START STUDY MATERIAL
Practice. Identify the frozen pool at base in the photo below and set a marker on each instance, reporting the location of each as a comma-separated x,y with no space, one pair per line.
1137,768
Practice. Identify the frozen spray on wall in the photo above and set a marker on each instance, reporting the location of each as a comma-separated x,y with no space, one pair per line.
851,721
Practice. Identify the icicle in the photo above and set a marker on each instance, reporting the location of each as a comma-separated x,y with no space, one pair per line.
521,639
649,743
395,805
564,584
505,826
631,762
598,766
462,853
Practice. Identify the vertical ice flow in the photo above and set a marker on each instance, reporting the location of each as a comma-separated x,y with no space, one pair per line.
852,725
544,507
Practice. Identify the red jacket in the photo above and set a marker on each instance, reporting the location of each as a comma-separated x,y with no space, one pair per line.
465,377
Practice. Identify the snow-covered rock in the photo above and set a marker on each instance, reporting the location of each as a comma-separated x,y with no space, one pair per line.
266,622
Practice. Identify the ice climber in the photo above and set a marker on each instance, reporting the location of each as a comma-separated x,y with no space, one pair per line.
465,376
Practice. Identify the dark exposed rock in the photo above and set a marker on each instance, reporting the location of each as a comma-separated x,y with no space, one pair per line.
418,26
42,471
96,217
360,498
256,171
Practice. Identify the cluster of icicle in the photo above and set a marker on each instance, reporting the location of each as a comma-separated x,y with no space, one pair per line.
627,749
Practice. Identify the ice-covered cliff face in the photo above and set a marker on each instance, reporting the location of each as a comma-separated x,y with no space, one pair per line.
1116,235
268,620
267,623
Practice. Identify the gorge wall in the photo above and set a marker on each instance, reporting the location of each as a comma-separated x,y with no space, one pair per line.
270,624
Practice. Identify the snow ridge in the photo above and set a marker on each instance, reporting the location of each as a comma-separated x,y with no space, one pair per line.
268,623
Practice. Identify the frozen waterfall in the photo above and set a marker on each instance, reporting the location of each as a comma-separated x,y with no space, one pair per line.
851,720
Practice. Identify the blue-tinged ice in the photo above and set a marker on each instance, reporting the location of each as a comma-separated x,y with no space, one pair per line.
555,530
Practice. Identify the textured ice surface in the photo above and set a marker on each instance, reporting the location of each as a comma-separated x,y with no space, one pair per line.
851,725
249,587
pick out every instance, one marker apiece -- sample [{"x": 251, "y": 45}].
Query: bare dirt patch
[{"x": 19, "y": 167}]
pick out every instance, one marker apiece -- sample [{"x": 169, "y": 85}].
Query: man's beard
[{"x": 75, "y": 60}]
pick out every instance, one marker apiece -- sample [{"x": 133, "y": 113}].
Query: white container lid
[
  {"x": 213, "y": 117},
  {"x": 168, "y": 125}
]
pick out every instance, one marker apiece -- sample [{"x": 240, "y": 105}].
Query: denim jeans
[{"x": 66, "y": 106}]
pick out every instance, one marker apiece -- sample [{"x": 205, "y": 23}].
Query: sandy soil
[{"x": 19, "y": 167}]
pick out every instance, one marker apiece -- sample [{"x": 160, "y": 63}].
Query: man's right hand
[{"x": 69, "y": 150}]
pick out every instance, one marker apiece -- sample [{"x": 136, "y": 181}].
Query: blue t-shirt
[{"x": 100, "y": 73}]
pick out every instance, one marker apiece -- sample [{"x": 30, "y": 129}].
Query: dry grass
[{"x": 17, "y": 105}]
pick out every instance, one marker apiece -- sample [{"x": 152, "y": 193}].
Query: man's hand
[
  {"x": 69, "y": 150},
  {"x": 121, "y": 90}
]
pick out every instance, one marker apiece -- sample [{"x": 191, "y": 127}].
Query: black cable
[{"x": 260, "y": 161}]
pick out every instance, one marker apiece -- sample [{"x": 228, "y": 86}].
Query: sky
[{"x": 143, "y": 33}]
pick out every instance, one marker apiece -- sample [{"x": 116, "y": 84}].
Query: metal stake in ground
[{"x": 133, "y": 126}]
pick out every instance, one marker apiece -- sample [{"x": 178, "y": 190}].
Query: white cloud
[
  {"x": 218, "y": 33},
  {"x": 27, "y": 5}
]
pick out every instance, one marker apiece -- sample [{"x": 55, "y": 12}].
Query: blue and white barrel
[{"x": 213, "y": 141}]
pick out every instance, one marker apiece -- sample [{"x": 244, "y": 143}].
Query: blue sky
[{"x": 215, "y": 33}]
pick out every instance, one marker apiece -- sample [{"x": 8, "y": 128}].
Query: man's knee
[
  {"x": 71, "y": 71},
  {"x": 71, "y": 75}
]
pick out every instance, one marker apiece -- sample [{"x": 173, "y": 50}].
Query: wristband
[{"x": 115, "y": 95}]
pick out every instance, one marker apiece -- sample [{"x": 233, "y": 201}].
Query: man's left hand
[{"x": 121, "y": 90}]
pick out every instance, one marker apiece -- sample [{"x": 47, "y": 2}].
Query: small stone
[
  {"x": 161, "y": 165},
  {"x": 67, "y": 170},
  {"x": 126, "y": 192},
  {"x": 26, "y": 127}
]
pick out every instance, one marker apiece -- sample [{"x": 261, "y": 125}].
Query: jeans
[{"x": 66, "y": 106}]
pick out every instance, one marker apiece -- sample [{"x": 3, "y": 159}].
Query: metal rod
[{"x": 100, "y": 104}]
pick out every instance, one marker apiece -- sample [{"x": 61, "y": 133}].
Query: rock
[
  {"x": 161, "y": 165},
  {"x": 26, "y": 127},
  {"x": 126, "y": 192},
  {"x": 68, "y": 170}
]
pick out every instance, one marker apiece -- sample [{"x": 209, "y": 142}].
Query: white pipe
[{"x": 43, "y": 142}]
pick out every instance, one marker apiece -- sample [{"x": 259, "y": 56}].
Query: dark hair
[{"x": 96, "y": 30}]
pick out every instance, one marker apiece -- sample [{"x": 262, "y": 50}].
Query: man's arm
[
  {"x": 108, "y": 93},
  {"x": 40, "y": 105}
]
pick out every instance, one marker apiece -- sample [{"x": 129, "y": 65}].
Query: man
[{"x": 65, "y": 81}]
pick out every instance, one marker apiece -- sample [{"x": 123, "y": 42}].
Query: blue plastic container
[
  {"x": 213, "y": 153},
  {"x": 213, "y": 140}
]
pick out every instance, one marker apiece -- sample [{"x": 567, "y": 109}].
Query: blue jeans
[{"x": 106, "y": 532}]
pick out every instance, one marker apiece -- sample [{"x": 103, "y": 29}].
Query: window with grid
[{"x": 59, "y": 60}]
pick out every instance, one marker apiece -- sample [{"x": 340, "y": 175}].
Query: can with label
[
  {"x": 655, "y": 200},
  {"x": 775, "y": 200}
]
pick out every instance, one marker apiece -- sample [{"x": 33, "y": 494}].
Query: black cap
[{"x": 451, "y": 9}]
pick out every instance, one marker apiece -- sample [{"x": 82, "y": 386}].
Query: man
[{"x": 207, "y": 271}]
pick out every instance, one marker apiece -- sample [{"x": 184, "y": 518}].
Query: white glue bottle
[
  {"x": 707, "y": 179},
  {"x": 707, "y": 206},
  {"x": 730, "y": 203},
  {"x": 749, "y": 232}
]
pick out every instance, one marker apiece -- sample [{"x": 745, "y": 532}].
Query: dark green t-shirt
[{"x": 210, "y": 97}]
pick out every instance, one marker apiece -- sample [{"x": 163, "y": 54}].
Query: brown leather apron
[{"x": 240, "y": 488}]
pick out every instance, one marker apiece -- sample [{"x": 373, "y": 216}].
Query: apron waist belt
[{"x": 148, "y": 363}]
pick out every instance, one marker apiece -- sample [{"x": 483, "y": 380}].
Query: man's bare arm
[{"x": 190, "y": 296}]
END STUDY MATERIAL
YOUR GOAL :: Give every entry again, exactly as it reads.

WRITTEN SOLUTION ::
Practice. Identify the frozen pool at base in the photo below and set a marker on each instance, reporting the location of each as a comma-separated x,y with no space, one pair per line.
1137,768
Practice. Identify the frozen spray on wall in the photo above and set a marker on each instance, reporting the location of each as a comma-separated x,y with no space, one pair per line.
851,721
Practice. Identify the icicle in the photo above and set a marker on each instance, reporting the location of each as a comma-separated x,y with no space, one pair per line.
521,639
649,743
395,805
564,584
505,826
631,762
598,766
462,853
Practice. Identify the vertical ice flow in the photo above and set a marker on each instance, reporting the location of each as a comma-separated x,y with no space, one pair per line.
852,725
544,507
Practice. Identify the red jacket in the photo above and set a marker on each instance, reporting the location of each as a comma-separated x,y with no space, one pair per line.
465,377
Practice. Identify the snow-covered rock in the photo above and set a marker on each instance, reporting the location of each as a comma-separated x,y with no space, one pair per line.
266,622
Practice. Identify the ice climber in the photo above and set a marker on each instance, reporting the location of each as a comma-separated x,y with no space, one pair per line.
465,376
Practice. Identify the dark exposed rock in the photo above and set a marker on each instance, reporting the location of each as a comma-separated x,y with no space, one pair per line.
418,26
42,471
96,217
360,498
256,171
Practice. Identify the cluster of icicle in the photo above and set a marker on each instance, reporting the location of each as a comma-separated x,y with no space, one pair per line.
627,749
Practice. Identify the ice-covered cliff face in the photo above and set a marker on each instance, reporting the location of each as a comma-separated x,y with no space, one pair per line.
1116,235
268,620
267,623
Practice. Identify the gorge wall in the photo above and set a marker on each instance, reporting the location of each as a comma-separated x,y with no space, one pair per line.
270,624
Practice. Identify the snow ridge in the photo above and set a marker on each instance, reporting the location of each as a comma-separated x,y with no space, one pair per line.
268,623
Practice. Identify the frozen waterfall in the photo above and set a marker on each instance, reporting the location of each as a comma-separated x,y with no space, one pair per line.
851,720
Practice. Identify the blue-tinged ice in the photo above and set a marker on each instance, reporting the location of each as a comma-separated x,y with no space, one pair per line.
555,530
Practice. Identify the textured ice surface in the photo above and set a marker on each instance, reporting the location of each as a comma-separated x,y with no space, one pair per line.
851,725
249,587
pick out every instance, one marker apiece -- sample [{"x": 251, "y": 45}].
Query: bare dirt patch
[{"x": 19, "y": 167}]
pick out every instance, one marker apiece -- sample [{"x": 169, "y": 85}].
Query: man's beard
[{"x": 75, "y": 60}]
pick out every instance, one marker apiece -- sample [{"x": 133, "y": 113}].
Query: white container lid
[
  {"x": 213, "y": 117},
  {"x": 168, "y": 125}
]
pick out every instance, one marker apiece -- sample [{"x": 240, "y": 105}].
Query: denim jeans
[{"x": 66, "y": 106}]
pick out every instance, one marker apiece -- sample [{"x": 205, "y": 23}].
Query: sandy soil
[{"x": 19, "y": 167}]
pick out every instance, one marker apiece -- sample [{"x": 160, "y": 63}].
Query: man's right hand
[{"x": 69, "y": 150}]
pick out every instance, one marker apiece -- sample [{"x": 136, "y": 181}].
Query: blue t-shirt
[{"x": 100, "y": 73}]
pick out every instance, one marker apiece -- sample [{"x": 30, "y": 129}].
Query: dry grass
[{"x": 17, "y": 105}]
pick out every instance, one marker apiece -- sample [{"x": 152, "y": 193}].
Query: man's hand
[
  {"x": 69, "y": 150},
  {"x": 121, "y": 90}
]
pick out every instance, one marker apiece -- sample [{"x": 191, "y": 127}].
Query: black cable
[{"x": 260, "y": 161}]
pick out every instance, one marker apiece -- sample [{"x": 228, "y": 86}].
Query: sky
[{"x": 143, "y": 33}]
pick out every instance, one marker apiece -- sample [{"x": 116, "y": 84}].
Query: metal stake in ground
[{"x": 133, "y": 126}]
pick out every instance, one marker apiece -- sample [{"x": 178, "y": 190}].
Query: white cloud
[
  {"x": 218, "y": 33},
  {"x": 27, "y": 5}
]
pick out every instance, one marker apiece -- sample [{"x": 55, "y": 12}].
Query: blue and white barrel
[{"x": 213, "y": 141}]
pick out every instance, one marker apiece -- sample [{"x": 244, "y": 143}].
Query: blue sky
[{"x": 215, "y": 33}]
pick out every instance, one marker apiece -- sample [{"x": 8, "y": 128}].
Query: man's knee
[
  {"x": 71, "y": 71},
  {"x": 71, "y": 75}
]
pick out every instance, one marker apiece -- sample [{"x": 173, "y": 50}].
Query: wristband
[{"x": 115, "y": 95}]
pick out every instance, one marker apiece -- sample [{"x": 233, "y": 201}].
Query: man's left hand
[{"x": 121, "y": 90}]
pick out every instance, one marker apiece -- sample [{"x": 47, "y": 2}].
Query: small stone
[
  {"x": 161, "y": 165},
  {"x": 67, "y": 170},
  {"x": 126, "y": 192},
  {"x": 26, "y": 127}
]
pick out every instance, one marker apiece -- sample [{"x": 261, "y": 125}].
Query: jeans
[{"x": 66, "y": 106}]
pick out every instance, one marker apiece -- sample [{"x": 3, "y": 159}].
Query: metal rod
[{"x": 100, "y": 104}]
pick out every instance, one marker apiece -- sample [{"x": 61, "y": 133}].
Query: rock
[
  {"x": 161, "y": 165},
  {"x": 26, "y": 127},
  {"x": 126, "y": 192},
  {"x": 68, "y": 170}
]
pick out every instance, one marker apiece -- sample [{"x": 209, "y": 142}].
Query: white pipe
[{"x": 43, "y": 142}]
pick out every instance, one marker apiece -- sample [{"x": 259, "y": 56}].
Query: dark hair
[{"x": 96, "y": 30}]
pick out every instance, one marker apiece -- sample [{"x": 262, "y": 50}].
Query: man's arm
[
  {"x": 108, "y": 93},
  {"x": 40, "y": 105}
]
pick out every instance, one marker apiece -- sample [{"x": 129, "y": 65}].
Query: man
[{"x": 65, "y": 81}]
pick out every instance, one marker apiece -- sample [{"x": 123, "y": 42}].
Query: blue plastic container
[
  {"x": 213, "y": 153},
  {"x": 213, "y": 140}
]
pick out every instance, one marker apiece -- sample [{"x": 567, "y": 109}].
Query: blue jeans
[{"x": 106, "y": 532}]
pick out every instance, one marker apiece -- sample [{"x": 103, "y": 29}].
Query: window with grid
[{"x": 59, "y": 60}]
pick out every instance, one marker apiece -- sample [{"x": 340, "y": 175}].
Query: can with label
[
  {"x": 655, "y": 200},
  {"x": 775, "y": 200}
]
pick out every instance, one marker apiece -- sample [{"x": 33, "y": 494}].
Query: black cap
[{"x": 451, "y": 9}]
pick out every instance, one marker apiece -- sample [{"x": 82, "y": 386}].
Query: man
[{"x": 207, "y": 271}]
pick out every instance, one marker apiece -- sample [{"x": 184, "y": 518}].
Query: white glue bottle
[
  {"x": 707, "y": 179},
  {"x": 707, "y": 206},
  {"x": 730, "y": 203},
  {"x": 749, "y": 232}
]
pick out every instance, one marker apiece -- sample [{"x": 745, "y": 532}].
Query: dark green t-shirt
[{"x": 210, "y": 97}]
pick out every instance, one marker apiece -- sample [{"x": 163, "y": 54}].
Query: brown leather apron
[{"x": 240, "y": 488}]
pick out every instance, one marker apiece -- sample [{"x": 373, "y": 216}].
Query: apron waist belt
[{"x": 148, "y": 363}]
pick out every instance, one marker apiece -- sample [{"x": 483, "y": 380}].
Query: man's bare arm
[{"x": 190, "y": 296}]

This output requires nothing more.